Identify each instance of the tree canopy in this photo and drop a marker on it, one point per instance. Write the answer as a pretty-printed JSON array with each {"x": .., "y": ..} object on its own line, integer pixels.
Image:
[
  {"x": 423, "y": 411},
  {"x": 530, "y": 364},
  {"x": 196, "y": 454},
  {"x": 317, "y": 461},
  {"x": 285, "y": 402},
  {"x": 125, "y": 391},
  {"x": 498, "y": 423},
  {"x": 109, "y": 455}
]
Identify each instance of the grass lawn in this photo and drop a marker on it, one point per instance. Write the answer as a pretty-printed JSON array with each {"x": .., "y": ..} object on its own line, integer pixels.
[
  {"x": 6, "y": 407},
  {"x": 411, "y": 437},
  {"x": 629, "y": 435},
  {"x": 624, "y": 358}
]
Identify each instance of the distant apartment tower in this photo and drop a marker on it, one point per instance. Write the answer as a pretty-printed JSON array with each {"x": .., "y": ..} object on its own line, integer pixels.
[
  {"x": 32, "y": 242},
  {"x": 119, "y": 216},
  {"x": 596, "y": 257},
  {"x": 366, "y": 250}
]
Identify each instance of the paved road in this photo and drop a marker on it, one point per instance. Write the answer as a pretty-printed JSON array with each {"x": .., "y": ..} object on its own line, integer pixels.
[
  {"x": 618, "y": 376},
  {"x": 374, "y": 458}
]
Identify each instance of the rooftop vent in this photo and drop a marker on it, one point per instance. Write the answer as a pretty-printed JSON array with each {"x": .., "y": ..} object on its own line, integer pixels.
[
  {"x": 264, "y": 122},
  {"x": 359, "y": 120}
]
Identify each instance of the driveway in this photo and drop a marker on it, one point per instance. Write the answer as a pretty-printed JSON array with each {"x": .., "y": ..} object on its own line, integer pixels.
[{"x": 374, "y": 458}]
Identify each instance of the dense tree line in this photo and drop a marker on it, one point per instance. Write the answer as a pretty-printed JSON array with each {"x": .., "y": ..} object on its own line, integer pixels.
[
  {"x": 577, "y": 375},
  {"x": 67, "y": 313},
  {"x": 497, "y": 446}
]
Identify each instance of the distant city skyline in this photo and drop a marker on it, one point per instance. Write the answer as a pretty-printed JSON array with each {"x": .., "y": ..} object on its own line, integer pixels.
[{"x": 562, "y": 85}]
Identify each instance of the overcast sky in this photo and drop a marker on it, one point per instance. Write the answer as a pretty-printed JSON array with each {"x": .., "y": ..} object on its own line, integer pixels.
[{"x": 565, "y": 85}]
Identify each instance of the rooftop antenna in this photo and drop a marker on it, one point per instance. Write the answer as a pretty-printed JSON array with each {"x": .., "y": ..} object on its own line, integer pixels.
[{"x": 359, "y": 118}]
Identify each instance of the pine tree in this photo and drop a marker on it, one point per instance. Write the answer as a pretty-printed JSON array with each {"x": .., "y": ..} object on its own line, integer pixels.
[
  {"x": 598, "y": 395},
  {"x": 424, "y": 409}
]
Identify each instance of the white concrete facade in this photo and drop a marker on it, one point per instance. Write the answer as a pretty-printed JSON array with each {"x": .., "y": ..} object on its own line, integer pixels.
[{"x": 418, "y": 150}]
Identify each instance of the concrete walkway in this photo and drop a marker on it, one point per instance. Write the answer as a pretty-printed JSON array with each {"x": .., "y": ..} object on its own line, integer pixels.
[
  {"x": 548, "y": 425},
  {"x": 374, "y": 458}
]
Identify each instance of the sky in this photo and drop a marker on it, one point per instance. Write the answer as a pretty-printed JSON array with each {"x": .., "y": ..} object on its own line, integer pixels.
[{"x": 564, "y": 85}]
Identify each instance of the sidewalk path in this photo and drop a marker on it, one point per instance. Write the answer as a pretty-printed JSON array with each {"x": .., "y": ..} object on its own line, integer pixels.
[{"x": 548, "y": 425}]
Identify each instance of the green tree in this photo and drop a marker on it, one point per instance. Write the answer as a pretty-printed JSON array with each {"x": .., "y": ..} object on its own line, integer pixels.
__________________________________________________
Problem details
The full listing above is to be retyped exactly.

Reply to the task
Identify each instance of the tree canopy in this photo and drop a marker on it, one point per instance. Write the answer as a pretty-printed JSON array with each {"x": .., "y": ..} object on its own line, integer pixels.
Image:
[
  {"x": 423, "y": 411},
  {"x": 530, "y": 364},
  {"x": 196, "y": 454},
  {"x": 317, "y": 461},
  {"x": 285, "y": 402},
  {"x": 125, "y": 391},
  {"x": 498, "y": 423},
  {"x": 109, "y": 455}
]
Identify each instance of the grass lawn in this photo and drop a marker on it, one point per instance. Write the answer as a pretty-printed JSON array with each {"x": .., "y": ..} object on its own line, integer pixels.
[
  {"x": 6, "y": 407},
  {"x": 411, "y": 437},
  {"x": 629, "y": 435},
  {"x": 624, "y": 358}
]
Identify each instance of the distant apartment tower in this photo and drop a marker on it, one point per instance. Write the answer as a pretty-printed JSON array with each {"x": .., "y": ..} object on its own line, integer pixels.
[
  {"x": 32, "y": 242},
  {"x": 119, "y": 216},
  {"x": 596, "y": 257},
  {"x": 366, "y": 250}
]
Identify each instance of the paved road in this photo and drop a marker on it, one point per instance. Write the answer as a pretty-printed JSON array with each {"x": .., "y": ..} object on its own line, integer pixels.
[
  {"x": 618, "y": 376},
  {"x": 374, "y": 458}
]
Identify each instance of the rooftop vent in this photo and drop a marker on it, one point per instance. Write the answer as a pretty-printed JSON array with each {"x": .., "y": ..} object on its own line, integer pixels.
[
  {"x": 264, "y": 122},
  {"x": 359, "y": 120}
]
Identify each instance of the driveway in this photo and drop a marker on it, one point per instance. Write the answer as a pretty-printed JSON array with each {"x": .., "y": ..} object on its own line, integer pixels.
[{"x": 374, "y": 458}]
Identify each instance of the dense tree line in this photo and drop a marker on it, one point per instance. Write the answer as a pretty-printed JSON array with each {"x": .., "y": ..} object on its own line, integer pixels.
[
  {"x": 577, "y": 375},
  {"x": 67, "y": 313},
  {"x": 497, "y": 446}
]
Identify each instance of the distant city skyline in this photo and drop a marker on it, one point per instance. Write the answer as a pretty-printed JSON array with each {"x": .., "y": ..} object on its own line, integer pixels.
[{"x": 562, "y": 85}]
Identify each instance of the overcast sky in this photo and drop a marker on it, one point per instance. Write the answer as a pretty-printed JSON array with each {"x": .., "y": ..} object on its own line, integer pixels.
[{"x": 565, "y": 85}]
Identify each instance of the rooftop antenna in this photo and drop a marker on it, one point per instance. Write the answer as a pretty-printed JSON array with each {"x": .., "y": ..} object on its own line, integer pixels.
[{"x": 359, "y": 118}]
Identify each instance of the pine tree in this photo and drop a marker on it, one point per instance. Write the answer as a pretty-printed JSON array with each {"x": .., "y": ..} object on its own line, integer pixels.
[
  {"x": 598, "y": 395},
  {"x": 424, "y": 409}
]
Identify each instance of the white concrete facade in this photo and drop a marker on it, one point per instance. Write the answer as a pretty-printed JSON array with each {"x": .., "y": ..} object on its own line, integer pixels.
[{"x": 418, "y": 150}]
Identify each instance of the concrete walkway in this photo and drop a marker on it, one point per instance. Write the answer as a pretty-printed JSON array with each {"x": .., "y": ..} object on its own line, integer pixels.
[
  {"x": 548, "y": 425},
  {"x": 374, "y": 458}
]
Identify each instance of the sky in this photo and drop a marker on it, one point per instance. Write the answer as a pretty-printed JSON array with each {"x": .., "y": ..} object on its own line, integer pixels.
[{"x": 564, "y": 85}]
Identify each instance of the sidewalk path in this photo and drop a marker on it, one point per instance. Write the answer as a pretty-printed JSON array with each {"x": .., "y": ..} object on its own line, integer pixels.
[{"x": 548, "y": 425}]
Identify each instance of the green tree in this photo and drop a marker on it, one point per instance. Write the answer as a pretty-printed JSON array with each {"x": .., "y": ..} object on its own line, integer pixels.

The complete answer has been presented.